§ **What is needed**: Reproduce the stretch of items from the line containing "Target: belt" through the line containing "[(536, 133)]", requests included, with every point coordinate in the answers multiplied by 1.3 and rounded to a whole number, halves rounding up. Leave the requests and their format samples as they are.

§ **Supplied information**:
begin

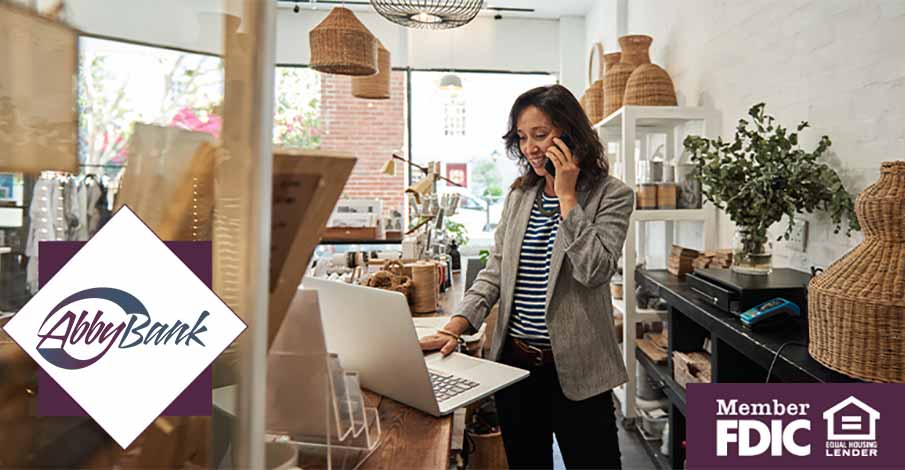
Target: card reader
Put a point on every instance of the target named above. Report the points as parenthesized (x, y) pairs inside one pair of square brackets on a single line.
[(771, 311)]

end
begin

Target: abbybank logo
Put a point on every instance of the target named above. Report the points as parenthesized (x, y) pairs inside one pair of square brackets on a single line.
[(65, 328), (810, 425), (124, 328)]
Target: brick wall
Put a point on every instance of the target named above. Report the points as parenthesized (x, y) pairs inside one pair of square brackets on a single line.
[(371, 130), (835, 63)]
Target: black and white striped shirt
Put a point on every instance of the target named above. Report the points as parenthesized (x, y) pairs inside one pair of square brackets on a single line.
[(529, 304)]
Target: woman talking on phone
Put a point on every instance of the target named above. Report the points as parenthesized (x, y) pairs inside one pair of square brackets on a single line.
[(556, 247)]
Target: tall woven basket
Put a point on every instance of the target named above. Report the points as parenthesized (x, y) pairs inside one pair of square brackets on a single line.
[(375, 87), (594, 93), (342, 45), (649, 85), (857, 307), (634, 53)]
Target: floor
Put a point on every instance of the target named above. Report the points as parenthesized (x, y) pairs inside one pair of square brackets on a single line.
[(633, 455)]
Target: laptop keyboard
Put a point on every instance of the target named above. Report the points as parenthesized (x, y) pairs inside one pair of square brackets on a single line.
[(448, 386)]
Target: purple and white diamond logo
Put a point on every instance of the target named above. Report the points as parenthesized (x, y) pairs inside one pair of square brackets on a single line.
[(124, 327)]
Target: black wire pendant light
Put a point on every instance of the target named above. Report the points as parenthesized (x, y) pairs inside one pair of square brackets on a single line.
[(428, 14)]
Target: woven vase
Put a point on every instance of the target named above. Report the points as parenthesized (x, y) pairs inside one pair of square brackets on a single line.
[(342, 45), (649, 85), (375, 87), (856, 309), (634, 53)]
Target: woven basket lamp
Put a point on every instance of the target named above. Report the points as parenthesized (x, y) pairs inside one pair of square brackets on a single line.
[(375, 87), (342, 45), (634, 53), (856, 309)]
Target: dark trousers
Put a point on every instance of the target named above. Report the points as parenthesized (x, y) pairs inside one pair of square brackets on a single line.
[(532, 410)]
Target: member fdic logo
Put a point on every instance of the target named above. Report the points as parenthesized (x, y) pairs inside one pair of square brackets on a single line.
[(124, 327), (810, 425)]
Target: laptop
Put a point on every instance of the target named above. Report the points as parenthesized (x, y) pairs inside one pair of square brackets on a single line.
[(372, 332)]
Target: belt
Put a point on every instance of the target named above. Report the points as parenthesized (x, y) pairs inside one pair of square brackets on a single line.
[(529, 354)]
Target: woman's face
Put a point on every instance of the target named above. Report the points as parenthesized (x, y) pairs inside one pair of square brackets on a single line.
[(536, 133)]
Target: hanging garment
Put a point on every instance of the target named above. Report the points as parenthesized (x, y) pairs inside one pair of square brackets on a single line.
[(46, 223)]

end
begin

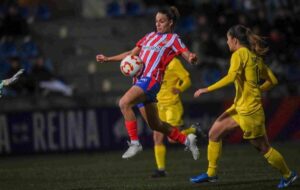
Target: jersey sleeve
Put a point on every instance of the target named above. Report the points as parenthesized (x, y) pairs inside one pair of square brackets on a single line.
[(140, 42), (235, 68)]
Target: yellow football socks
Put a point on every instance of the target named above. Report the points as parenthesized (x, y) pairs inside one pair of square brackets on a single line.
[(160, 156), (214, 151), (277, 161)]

end

§ **The reply**:
Target: belt
Put a point on every instance of the target named above. Report the points as parenthesized (x, y) pairs inside one pair of square brackets on a single line.
[(688, 460)]
Target: woman's face
Put a point on every instance of the target named above. Report the points as parenthesized (x, y) pairs inside one pair of square brackets on a single line.
[(697, 173)]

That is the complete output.